RECORDS

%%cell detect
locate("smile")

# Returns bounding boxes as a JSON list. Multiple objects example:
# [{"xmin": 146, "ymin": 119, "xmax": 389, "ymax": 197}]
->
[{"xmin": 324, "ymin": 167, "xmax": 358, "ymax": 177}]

TO BE DONE
Convert the records above into a two-column CSV with the header input,output. Give one row per record, with its text and its answer each in a single double-quoted field and every line break replaced by a space.

FINAL RESULT
input,output
"%%cell detect locate(""smile"") # Returns bounding boxes as a JSON list. Multiple objects example: # [{""xmin"": 146, ""ymin"": 119, ""xmax"": 389, ""ymax"": 197}] ->","[{""xmin"": 324, ""ymin"": 167, ""xmax"": 358, ""ymax"": 177}]"